> [Task details]:
Write out every entry exactly; the pictures do not belong in the copy.

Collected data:
....
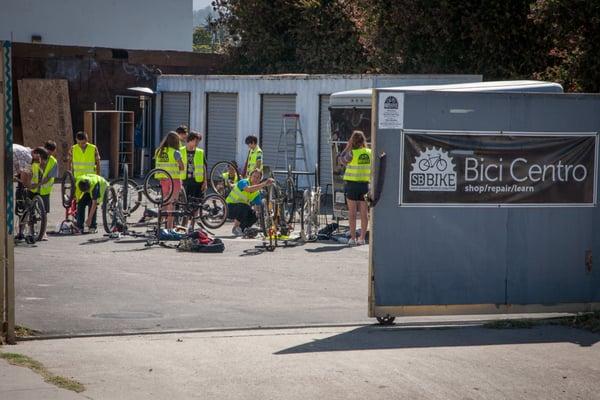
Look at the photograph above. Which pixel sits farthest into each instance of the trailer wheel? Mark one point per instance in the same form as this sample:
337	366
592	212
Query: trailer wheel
387	320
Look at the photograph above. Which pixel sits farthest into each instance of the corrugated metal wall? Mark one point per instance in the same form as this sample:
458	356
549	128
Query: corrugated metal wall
307	88
273	109
221	127
175	111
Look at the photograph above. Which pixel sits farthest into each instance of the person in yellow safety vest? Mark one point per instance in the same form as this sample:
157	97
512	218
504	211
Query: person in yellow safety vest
89	192
44	170
168	157
230	177
84	156
194	174
182	132
254	159
357	158
241	198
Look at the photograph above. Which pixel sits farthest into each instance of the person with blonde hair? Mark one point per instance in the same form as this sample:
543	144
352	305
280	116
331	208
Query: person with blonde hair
168	157
357	159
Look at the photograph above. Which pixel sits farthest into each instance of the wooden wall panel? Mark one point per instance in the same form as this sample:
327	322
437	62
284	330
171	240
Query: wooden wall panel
46	115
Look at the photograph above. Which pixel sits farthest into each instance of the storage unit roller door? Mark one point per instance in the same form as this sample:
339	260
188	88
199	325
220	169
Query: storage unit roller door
324	143
221	127
273	108
175	111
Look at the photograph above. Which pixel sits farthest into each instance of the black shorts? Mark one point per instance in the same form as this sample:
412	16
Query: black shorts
192	188
356	190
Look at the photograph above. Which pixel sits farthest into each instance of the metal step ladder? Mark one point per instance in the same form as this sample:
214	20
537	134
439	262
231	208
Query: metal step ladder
291	151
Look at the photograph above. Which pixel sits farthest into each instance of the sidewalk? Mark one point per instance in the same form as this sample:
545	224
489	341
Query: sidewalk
443	362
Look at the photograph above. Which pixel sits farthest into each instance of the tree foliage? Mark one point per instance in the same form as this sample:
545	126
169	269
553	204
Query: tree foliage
277	36
572	41
202	40
557	40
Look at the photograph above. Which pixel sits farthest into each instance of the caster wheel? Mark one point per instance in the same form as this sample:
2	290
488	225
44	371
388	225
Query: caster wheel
387	320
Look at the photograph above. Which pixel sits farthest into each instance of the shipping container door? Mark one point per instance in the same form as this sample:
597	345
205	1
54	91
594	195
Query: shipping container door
221	127
273	108
175	111
324	143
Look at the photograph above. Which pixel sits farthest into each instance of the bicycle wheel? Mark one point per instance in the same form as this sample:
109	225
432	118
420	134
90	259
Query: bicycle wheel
181	205
125	188
213	211
110	210
221	179
37	218
67	189
134	194
153	189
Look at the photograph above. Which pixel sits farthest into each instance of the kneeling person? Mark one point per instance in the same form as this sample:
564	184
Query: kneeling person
89	191
244	194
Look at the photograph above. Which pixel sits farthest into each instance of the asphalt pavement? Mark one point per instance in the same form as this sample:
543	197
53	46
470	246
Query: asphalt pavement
88	284
399	362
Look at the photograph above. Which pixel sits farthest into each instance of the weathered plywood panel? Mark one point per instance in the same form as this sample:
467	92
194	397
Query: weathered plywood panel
46	115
....
> [Solution to this task]:
Look at the photograph above. Which pixel sits farthest into each instance of the trailer wheel? Mark one point per instance in the same form as this sample:
337	366
592	212
Query: trailer wheel
387	320
Look at the photograph above. Which pixel sits farthest into each instance of the corrugated metal wall? Mark one point per instance in the same form as this sample:
458	356
549	128
Query: corrugated metal wall
307	88
273	109
221	127
175	111
Look at the photograph above. Which pixel sits farthest into each instance of the person in yellow safety vest? Mark one point per instance in the same form as this sample:
157	97
512	218
504	211
Query: person in yellow safety vest
89	192
44	170
168	157
230	177
84	156
194	174
182	132
254	159
357	158
241	198
Look at the photograph above. Which pixel sits farthest into each instance of the person with blonde hair? Mark one point per instance in the same form as this sample:
543	144
352	305
280	116
331	208
Query: person with blonde hair
168	157
357	159
Look at the photograph above. Which pixel sits farthest into each instance of the wooden wall panel? Mark one point per instance in the same form as this sample:
327	322
437	62
284	330
171	240
Query: wooden wall panel
46	115
Look at the photograph above. Which pixel sits farthest into each instance of the storage unit roller door? Mark one point per instance in the same form as this sample:
339	260
188	88
199	325
220	169
Query: storage unit roller door
324	143
221	127
273	108
175	111
Look at the photograph above. Which pixel sits farthest into each instance of the black shorts? Mark one point per instance in the same form as this sample:
412	16
Query: black shorts
192	188
356	190
Look at the photograph above. Which pixel sits farthest into each instance of the metal step ladder? Mark one point per instance in the same form as this sample:
214	20
537	134
439	262
231	208
Query: metal step ladder
291	151
Look at the photograph above. Which pixel sits farthest into each instance of the sidewalk? Mark one point per instance in the same form as this sample:
545	224
489	341
Query: sidewalk
443	362
Look at the photograph above. Which pixel sits farthest into each instance of the tree foliage? Mark one point per instance in the same form as this sample:
545	126
169	269
553	204
Query: tree foliage
277	36
572	41
202	40
557	40
Look at the photograph above. Which pixel sits farthest into each instance of the caster wheel? Mark one point per instance in the same form as this sample:
2	290
488	225
44	371
388	225
Query: caster wheel
387	320
Look at the photograph above. Which pixel sits farthest into each instance of the shipping container door? Mark one point per instance in the same form as this sample:
597	345
205	1
54	91
594	195
Query: shipping container door
221	127
273	108
175	111
324	143
Look at the photograph above. Which pixel sits farthest into each instance of the bicycle wheel? Mark one point per instance in the same form as this sample:
109	225
432	118
420	134
90	259
Query: bicycle wheel
181	205
125	188
213	211
110	210
221	179
37	218
67	189
134	194
153	189
Look at the photograph above. Which pixel sits farthest into each instance of the kneeling person? Mark one point per instance in the same form as this sample:
564	184
Query: kneeling person
89	191
244	194
Look at the photograph above. Which pixel sits farthest into each instance of the asphalt pavement? Mark one point per instance in the same form as this sample:
543	197
53	46
470	246
Query: asphalt pavement
88	284
399	362
Look at the photograph above. Which pixel sits farthest into each instance of the weathered plywood panel? Mark one point per instance in the same form as this sample:
467	92
194	397
Query: weathered plywood panel
46	115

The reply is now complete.